### Recorded information

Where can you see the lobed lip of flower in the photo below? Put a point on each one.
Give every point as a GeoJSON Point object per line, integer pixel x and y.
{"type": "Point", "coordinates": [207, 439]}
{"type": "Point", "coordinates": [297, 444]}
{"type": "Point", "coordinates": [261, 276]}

### Task statement
Copy the records above, keeping every word the same.

### Exercise response
Where can you see the lobed lip of flower in the photo below? Put a point on each one.
Give every point as a GeoJSON Point object per line, integer pixel x and y.
{"type": "Point", "coordinates": [207, 439]}
{"type": "Point", "coordinates": [297, 444]}
{"type": "Point", "coordinates": [261, 276]}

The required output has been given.